### DATASET RECORDS:

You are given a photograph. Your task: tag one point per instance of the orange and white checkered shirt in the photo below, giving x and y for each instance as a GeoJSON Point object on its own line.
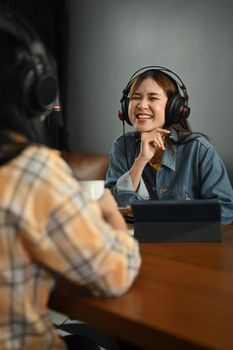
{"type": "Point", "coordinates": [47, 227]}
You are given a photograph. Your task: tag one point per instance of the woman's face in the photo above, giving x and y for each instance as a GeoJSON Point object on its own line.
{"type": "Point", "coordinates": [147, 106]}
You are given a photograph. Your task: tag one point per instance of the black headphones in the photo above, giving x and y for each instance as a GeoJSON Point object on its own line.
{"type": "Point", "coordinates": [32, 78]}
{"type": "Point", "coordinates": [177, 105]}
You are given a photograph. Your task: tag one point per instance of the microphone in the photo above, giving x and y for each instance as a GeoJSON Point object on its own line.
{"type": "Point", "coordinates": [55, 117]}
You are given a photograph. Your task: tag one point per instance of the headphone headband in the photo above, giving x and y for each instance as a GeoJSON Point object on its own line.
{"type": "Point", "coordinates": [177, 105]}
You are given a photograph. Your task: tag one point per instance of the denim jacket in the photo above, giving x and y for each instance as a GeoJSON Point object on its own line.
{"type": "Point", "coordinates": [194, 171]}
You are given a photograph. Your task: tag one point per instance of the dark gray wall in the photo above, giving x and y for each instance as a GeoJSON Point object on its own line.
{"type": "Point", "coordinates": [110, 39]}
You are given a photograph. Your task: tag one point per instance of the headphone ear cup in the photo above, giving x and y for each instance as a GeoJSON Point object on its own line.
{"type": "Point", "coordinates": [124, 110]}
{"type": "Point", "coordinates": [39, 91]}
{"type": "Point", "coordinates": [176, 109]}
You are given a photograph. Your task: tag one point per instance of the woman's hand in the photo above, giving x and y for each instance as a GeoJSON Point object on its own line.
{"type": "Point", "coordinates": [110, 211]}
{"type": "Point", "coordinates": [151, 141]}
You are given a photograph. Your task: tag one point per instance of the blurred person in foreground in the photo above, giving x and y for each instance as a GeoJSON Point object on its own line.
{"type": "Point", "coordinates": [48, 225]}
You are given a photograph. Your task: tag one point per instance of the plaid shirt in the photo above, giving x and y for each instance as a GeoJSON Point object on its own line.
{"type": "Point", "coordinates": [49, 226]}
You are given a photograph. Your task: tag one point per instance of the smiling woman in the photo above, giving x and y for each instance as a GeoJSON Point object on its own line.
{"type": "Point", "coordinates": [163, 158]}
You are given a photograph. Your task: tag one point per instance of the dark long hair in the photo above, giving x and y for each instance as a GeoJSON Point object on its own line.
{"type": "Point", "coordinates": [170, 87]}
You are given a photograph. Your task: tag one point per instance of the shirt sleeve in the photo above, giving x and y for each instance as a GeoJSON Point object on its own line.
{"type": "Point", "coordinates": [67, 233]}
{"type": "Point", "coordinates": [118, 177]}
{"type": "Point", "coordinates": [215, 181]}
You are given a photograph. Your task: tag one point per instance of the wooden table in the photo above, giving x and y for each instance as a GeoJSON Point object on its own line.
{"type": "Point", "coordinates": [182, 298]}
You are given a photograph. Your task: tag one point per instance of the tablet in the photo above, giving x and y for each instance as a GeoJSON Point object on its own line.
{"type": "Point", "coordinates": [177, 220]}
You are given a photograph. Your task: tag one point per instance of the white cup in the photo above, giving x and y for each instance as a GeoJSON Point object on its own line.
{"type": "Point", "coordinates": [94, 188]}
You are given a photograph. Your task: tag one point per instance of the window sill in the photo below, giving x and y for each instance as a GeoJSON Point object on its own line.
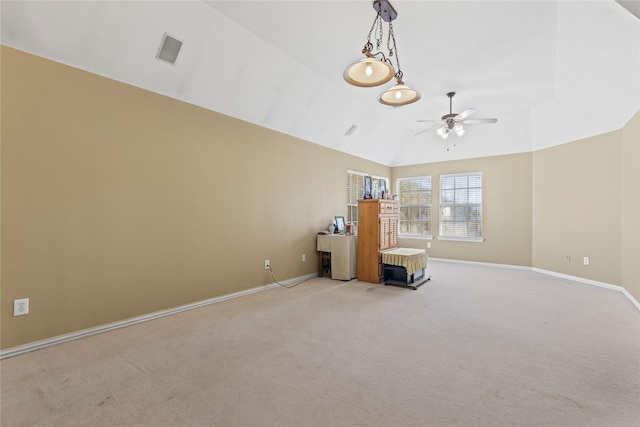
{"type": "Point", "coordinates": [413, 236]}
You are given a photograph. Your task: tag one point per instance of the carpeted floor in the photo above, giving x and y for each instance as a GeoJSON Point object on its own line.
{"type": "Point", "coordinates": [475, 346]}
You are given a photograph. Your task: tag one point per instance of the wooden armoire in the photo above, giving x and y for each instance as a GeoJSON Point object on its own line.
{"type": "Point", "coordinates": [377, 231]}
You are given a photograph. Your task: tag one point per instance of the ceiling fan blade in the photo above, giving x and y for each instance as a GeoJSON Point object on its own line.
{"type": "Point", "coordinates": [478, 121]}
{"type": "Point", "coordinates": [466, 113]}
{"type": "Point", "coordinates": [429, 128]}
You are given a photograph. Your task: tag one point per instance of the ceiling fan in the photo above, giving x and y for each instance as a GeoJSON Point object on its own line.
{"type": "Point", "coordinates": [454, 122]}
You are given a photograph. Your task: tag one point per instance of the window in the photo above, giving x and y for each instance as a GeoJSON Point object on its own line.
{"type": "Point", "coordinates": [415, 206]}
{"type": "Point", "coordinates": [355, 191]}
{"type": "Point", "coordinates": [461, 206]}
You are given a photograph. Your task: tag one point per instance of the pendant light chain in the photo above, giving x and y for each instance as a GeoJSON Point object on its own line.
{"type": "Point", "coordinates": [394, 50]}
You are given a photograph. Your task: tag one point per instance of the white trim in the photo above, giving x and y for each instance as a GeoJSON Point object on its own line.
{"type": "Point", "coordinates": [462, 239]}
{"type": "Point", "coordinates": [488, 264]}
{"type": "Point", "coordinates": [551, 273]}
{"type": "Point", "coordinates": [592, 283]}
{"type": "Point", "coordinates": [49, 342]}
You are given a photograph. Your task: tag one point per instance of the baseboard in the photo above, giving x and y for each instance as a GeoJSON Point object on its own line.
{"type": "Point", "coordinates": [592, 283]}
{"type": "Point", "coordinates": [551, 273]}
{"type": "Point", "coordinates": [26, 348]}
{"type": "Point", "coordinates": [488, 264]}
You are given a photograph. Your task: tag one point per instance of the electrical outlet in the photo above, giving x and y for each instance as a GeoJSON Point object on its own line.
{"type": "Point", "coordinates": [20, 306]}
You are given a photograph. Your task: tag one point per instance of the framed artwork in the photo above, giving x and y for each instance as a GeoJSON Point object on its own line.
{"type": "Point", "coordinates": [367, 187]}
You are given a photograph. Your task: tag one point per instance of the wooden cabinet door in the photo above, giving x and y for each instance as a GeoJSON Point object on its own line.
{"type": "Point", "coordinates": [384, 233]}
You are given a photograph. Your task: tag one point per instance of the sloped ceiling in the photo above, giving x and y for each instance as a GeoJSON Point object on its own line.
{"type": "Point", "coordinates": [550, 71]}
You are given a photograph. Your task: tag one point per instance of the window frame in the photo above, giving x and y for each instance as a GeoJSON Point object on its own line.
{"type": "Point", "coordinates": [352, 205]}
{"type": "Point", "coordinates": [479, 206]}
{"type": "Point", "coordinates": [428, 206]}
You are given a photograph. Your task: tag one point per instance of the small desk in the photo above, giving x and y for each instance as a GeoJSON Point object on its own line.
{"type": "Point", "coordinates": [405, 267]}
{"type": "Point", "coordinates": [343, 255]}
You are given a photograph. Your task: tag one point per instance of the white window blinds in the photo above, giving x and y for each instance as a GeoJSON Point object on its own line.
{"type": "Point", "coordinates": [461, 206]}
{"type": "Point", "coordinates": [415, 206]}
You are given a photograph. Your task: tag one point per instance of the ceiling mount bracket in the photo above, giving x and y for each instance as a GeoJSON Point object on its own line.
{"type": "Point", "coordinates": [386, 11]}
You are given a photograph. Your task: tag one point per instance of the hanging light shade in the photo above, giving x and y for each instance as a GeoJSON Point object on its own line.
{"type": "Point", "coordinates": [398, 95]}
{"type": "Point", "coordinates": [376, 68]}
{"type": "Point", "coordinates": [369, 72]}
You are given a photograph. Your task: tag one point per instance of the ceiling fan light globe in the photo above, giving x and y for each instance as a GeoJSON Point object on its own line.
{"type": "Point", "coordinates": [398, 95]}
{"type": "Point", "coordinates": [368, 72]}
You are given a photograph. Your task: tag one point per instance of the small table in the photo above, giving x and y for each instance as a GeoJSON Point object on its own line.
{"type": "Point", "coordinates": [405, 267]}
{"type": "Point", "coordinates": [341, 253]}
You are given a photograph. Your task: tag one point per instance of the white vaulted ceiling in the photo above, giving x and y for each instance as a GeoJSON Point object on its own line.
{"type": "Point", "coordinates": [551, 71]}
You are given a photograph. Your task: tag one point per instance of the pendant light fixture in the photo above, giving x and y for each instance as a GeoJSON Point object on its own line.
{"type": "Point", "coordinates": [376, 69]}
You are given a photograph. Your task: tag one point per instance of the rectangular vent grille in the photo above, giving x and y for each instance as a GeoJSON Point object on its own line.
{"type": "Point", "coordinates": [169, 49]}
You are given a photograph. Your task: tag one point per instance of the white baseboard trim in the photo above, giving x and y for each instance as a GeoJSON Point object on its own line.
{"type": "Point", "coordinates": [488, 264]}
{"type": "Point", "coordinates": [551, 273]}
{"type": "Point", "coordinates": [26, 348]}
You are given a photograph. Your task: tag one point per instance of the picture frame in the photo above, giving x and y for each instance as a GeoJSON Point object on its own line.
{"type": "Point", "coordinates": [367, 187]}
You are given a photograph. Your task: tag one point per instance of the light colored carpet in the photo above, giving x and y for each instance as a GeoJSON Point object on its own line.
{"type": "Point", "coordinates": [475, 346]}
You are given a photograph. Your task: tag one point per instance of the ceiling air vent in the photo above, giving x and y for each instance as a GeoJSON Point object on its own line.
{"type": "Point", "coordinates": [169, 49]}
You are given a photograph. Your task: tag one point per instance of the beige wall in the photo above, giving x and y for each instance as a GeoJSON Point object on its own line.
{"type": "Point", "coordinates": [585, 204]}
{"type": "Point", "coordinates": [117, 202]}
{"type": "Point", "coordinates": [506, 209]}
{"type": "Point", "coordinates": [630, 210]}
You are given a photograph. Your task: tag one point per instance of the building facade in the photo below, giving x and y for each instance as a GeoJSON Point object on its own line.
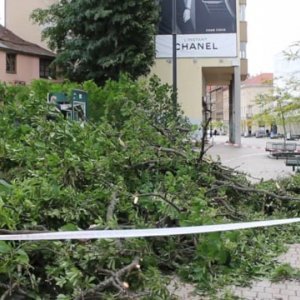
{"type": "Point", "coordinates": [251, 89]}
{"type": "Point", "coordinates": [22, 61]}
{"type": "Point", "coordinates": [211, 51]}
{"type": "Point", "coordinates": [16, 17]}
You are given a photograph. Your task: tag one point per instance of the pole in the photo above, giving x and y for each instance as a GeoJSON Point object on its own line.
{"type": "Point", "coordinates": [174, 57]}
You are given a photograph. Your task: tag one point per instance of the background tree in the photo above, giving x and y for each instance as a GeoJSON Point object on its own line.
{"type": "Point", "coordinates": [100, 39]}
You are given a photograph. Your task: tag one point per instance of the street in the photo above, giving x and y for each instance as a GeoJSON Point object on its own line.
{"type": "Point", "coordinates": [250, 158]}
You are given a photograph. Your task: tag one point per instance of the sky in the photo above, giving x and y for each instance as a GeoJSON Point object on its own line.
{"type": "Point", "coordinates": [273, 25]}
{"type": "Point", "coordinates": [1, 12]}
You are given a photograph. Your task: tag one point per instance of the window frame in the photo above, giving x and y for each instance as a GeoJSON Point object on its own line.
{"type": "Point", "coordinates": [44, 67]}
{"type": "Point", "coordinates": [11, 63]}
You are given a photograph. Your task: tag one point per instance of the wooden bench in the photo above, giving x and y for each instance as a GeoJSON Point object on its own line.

### WORK REQUIRED:
Identify every line in the entries above that contains the string "small", and copy each such line in full.

### COMPLETED TASK:
You are given a photograph. Your task: tag one point per instance of the small desk in the photo above, giving x and y for each instance as a GeoJSON Point object on its own line.
You are given a photograph. Your task: tag one point per instance of the small table in the photo above, giving x and y for each instance as a GeoJSON Point object on its own line.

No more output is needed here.